What this task involves: As an exercise in exact copying, transcribe the lines below from the one holding "Each instance receives exactly one keypoint. Mark the shrub" through the last, with both ends included and pictures left out.

*** Material shown Section Begins ***

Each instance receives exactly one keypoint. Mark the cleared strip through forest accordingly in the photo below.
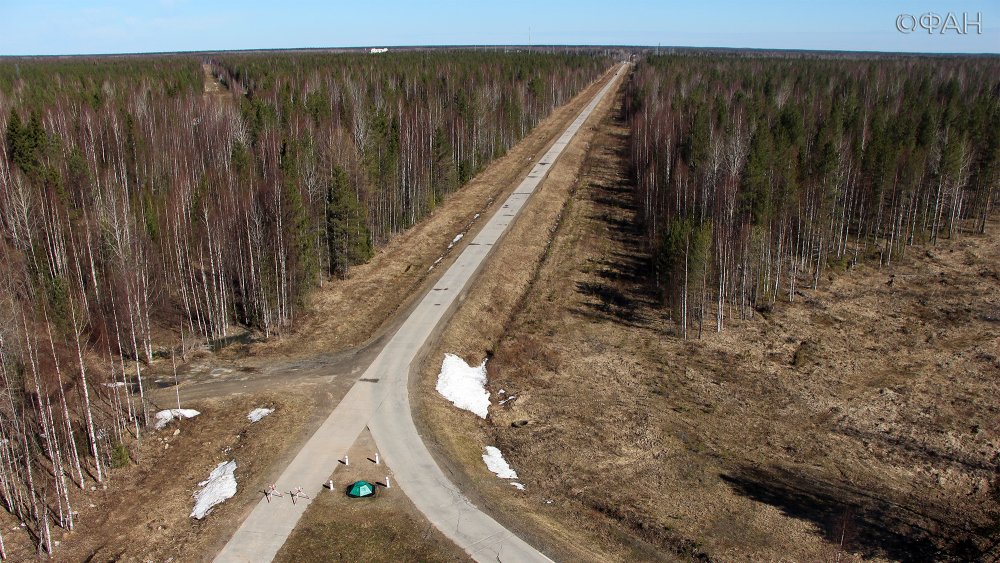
(384, 405)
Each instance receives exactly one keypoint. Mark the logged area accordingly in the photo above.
(856, 421)
(752, 311)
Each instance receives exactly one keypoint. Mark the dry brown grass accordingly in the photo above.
(143, 514)
(859, 421)
(386, 527)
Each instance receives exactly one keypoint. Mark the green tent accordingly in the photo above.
(361, 489)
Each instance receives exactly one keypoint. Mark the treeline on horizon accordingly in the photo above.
(134, 205)
(754, 175)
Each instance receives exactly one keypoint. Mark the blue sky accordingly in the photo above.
(47, 27)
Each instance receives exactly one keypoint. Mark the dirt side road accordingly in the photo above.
(144, 513)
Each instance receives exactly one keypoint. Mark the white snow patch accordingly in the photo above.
(221, 485)
(464, 385)
(258, 414)
(497, 464)
(164, 417)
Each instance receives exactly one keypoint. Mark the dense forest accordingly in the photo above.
(149, 200)
(755, 174)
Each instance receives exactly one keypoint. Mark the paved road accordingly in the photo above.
(380, 401)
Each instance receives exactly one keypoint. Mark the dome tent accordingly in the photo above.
(361, 489)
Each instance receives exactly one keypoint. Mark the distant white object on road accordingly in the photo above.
(221, 485)
(497, 464)
(164, 417)
(258, 414)
(464, 385)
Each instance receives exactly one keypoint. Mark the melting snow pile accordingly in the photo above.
(497, 464)
(164, 417)
(221, 485)
(258, 414)
(464, 385)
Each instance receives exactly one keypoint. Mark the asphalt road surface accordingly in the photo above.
(380, 401)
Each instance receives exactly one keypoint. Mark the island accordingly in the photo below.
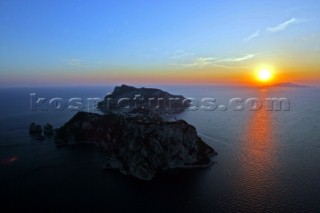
(139, 145)
(126, 98)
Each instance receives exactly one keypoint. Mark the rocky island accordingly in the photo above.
(138, 142)
(127, 98)
(139, 145)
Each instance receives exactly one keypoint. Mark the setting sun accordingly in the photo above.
(264, 75)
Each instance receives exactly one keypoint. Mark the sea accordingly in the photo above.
(268, 158)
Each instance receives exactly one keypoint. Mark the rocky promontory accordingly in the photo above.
(127, 98)
(138, 144)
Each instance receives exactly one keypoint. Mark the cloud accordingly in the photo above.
(202, 62)
(252, 36)
(74, 62)
(284, 25)
(237, 59)
(180, 54)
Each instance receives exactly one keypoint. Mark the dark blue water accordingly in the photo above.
(267, 161)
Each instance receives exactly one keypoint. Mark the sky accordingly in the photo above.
(80, 42)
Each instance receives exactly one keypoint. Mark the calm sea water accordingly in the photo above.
(267, 161)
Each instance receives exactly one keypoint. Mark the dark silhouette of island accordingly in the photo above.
(139, 145)
(127, 98)
(135, 138)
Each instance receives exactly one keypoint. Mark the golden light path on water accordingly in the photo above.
(256, 181)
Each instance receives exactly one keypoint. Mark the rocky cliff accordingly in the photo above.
(139, 144)
(127, 98)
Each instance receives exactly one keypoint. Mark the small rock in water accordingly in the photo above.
(35, 129)
(48, 129)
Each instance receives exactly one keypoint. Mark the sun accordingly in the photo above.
(264, 75)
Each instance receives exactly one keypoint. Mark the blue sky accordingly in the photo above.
(87, 38)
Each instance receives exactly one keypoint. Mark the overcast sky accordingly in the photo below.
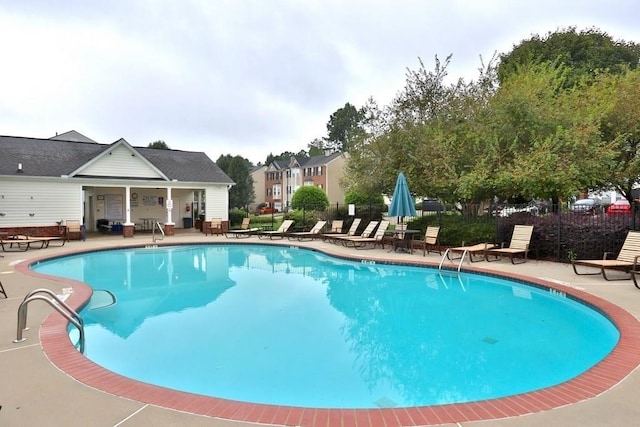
(248, 78)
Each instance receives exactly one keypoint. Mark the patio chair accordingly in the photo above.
(22, 243)
(366, 233)
(368, 242)
(351, 232)
(73, 228)
(244, 231)
(430, 241)
(519, 245)
(627, 259)
(477, 250)
(213, 227)
(336, 226)
(308, 235)
(280, 233)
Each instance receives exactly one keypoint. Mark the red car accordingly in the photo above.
(619, 207)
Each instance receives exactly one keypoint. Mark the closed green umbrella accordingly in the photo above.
(402, 203)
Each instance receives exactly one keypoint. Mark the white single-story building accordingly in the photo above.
(45, 182)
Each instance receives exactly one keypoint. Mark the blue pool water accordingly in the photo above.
(288, 326)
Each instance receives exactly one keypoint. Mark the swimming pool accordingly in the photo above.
(398, 336)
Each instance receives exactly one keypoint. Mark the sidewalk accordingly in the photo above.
(34, 392)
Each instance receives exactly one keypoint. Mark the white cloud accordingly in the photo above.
(247, 77)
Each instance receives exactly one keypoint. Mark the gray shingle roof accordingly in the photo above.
(55, 157)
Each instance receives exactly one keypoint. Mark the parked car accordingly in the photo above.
(587, 207)
(530, 209)
(619, 207)
(267, 210)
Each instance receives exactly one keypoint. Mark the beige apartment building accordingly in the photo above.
(276, 183)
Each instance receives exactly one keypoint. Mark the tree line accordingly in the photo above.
(556, 116)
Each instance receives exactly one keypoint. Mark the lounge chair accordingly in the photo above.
(366, 233)
(519, 245)
(73, 228)
(308, 235)
(335, 235)
(22, 243)
(213, 227)
(244, 231)
(627, 259)
(280, 233)
(336, 226)
(477, 250)
(430, 241)
(368, 242)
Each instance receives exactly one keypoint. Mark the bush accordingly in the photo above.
(236, 216)
(309, 195)
(456, 229)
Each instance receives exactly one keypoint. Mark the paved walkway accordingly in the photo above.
(34, 392)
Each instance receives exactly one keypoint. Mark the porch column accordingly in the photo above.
(128, 226)
(169, 225)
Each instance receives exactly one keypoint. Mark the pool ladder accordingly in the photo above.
(446, 256)
(156, 224)
(54, 301)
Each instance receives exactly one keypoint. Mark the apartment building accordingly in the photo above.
(283, 178)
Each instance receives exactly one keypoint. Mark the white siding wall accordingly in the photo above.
(217, 202)
(121, 162)
(334, 172)
(49, 201)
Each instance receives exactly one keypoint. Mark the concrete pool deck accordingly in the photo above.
(34, 391)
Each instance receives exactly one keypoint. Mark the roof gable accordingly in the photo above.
(122, 160)
(57, 158)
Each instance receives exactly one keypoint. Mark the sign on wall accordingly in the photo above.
(114, 207)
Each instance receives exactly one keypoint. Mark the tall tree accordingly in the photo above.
(317, 147)
(344, 126)
(621, 126)
(587, 53)
(239, 170)
(284, 156)
(161, 145)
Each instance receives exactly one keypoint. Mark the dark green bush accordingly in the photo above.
(456, 229)
(236, 216)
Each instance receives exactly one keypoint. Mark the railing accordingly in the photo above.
(55, 302)
(156, 224)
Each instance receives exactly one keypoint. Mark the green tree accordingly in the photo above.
(544, 136)
(317, 147)
(161, 145)
(587, 53)
(344, 125)
(621, 126)
(239, 170)
(309, 197)
(360, 198)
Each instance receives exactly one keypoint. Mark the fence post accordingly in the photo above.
(559, 232)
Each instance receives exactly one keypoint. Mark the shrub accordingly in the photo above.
(236, 216)
(309, 195)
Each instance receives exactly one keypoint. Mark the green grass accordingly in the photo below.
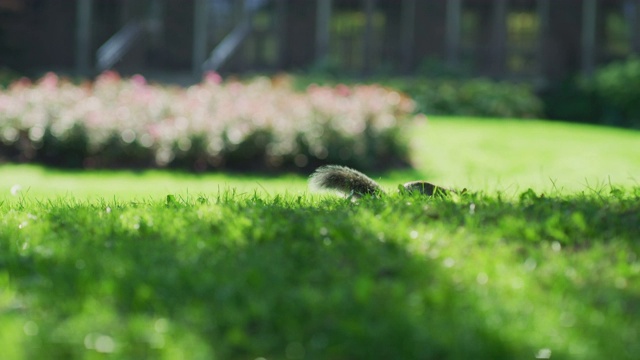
(162, 266)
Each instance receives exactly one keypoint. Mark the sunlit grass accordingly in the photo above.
(497, 154)
(538, 259)
(479, 154)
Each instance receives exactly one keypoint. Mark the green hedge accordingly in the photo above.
(258, 125)
(455, 96)
(474, 97)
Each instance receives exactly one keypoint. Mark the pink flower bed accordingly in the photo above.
(262, 124)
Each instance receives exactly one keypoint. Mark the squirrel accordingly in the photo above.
(355, 184)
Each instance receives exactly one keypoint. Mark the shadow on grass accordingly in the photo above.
(203, 282)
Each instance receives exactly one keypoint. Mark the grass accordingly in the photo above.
(157, 265)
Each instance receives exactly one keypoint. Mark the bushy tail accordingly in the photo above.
(345, 180)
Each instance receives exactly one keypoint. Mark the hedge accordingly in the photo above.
(258, 125)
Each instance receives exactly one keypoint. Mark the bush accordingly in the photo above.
(458, 96)
(259, 125)
(618, 84)
(474, 97)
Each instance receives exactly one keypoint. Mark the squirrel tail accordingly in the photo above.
(345, 180)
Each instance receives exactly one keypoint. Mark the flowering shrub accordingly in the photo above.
(259, 125)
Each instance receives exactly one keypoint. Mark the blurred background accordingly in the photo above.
(542, 41)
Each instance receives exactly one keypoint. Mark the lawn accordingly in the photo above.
(157, 265)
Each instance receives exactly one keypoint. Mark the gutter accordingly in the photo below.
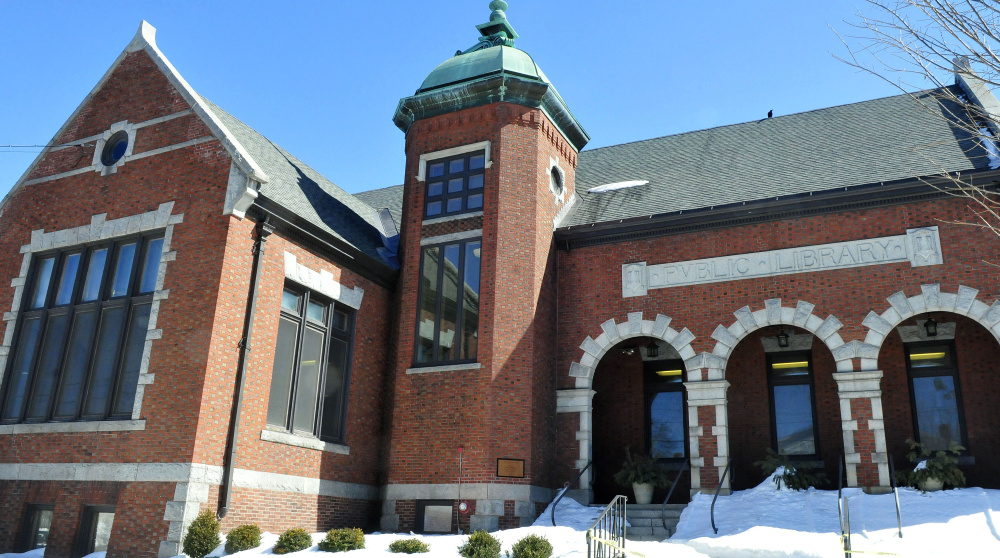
(264, 229)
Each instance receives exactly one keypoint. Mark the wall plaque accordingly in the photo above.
(510, 468)
(920, 247)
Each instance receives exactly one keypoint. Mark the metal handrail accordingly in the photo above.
(663, 509)
(722, 481)
(895, 493)
(563, 492)
(606, 537)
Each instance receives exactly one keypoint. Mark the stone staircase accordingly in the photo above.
(646, 521)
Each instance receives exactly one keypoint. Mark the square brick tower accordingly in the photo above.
(491, 154)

*** Material shown Section Ends ***

Response to this task:
Each instance receives exactly one keypoint. Mark the shrub accordingly in the photo above.
(236, 216)
(309, 195)
Each instance receives exactly one keypoint. Mark the green grass accordingly in the photo below.
(162, 266)
Each instance receives exactly one keypoint. Mark the sunlit grass accordingly in the photo above.
(497, 154)
(538, 259)
(479, 154)
Each instance receives exactly one keypoint. Mark the green hedge accordingly in the photo above.
(258, 125)
(455, 96)
(474, 97)
Each instance receives exactly one keypoint. Mark the pink flower bed accordingly in the photo above.
(262, 124)
Each instance receives exactly one keypoint. Mark the squirrel accordingly in the photo above.
(355, 184)
Each instance receives exactly one keypoint. Mark the shadow on grass accordingly in the photo above.
(203, 282)
Each instance receives exactly one keypoint. Mark the grass accordingly in the photo above.
(157, 265)
Each instance receives exactly one keypoint. Mark the bushy tail accordingly in the photo above.
(345, 180)
Each instance receives exactly one keypoint. Mark the hedge accordingly in the photo above.
(258, 125)
Each instance receives exactly one keypoint. Mark the bush accordingly in the photo above.
(458, 96)
(259, 125)
(618, 84)
(474, 97)
Each instance receives exactly one keypoint. Mark the squirrel tail accordingly in the photo above.
(345, 180)
Each instance receives exactly one keypoint. Mark the flowering shrub accordingly in the photo above.
(259, 125)
Each instance receives exactly one keypoint. Mark the blurred background accordingly in the photo above.
(542, 41)
Each instance receives exactly one keypoint. Mark the lawn accordingly in the photo above.
(157, 265)
Each instance receives exactly one keypoint. Mark the gutter accordingly in the photo below.
(264, 229)
Each instance receives exactly one keypoint. Mark the wall plaque accordingly in the photo above.
(510, 468)
(920, 247)
Each instance receives exactly one keypoint. Mark the metal handrail accordingly in the photo above.
(663, 509)
(722, 481)
(895, 493)
(563, 492)
(606, 537)
Each instance receives exactly one keypoint. Mark the stone staircase accordingly in the photo above.
(646, 521)
Each instance receives exactly one keypoint. Mark the square brick tower accordingly in the photo above.
(491, 154)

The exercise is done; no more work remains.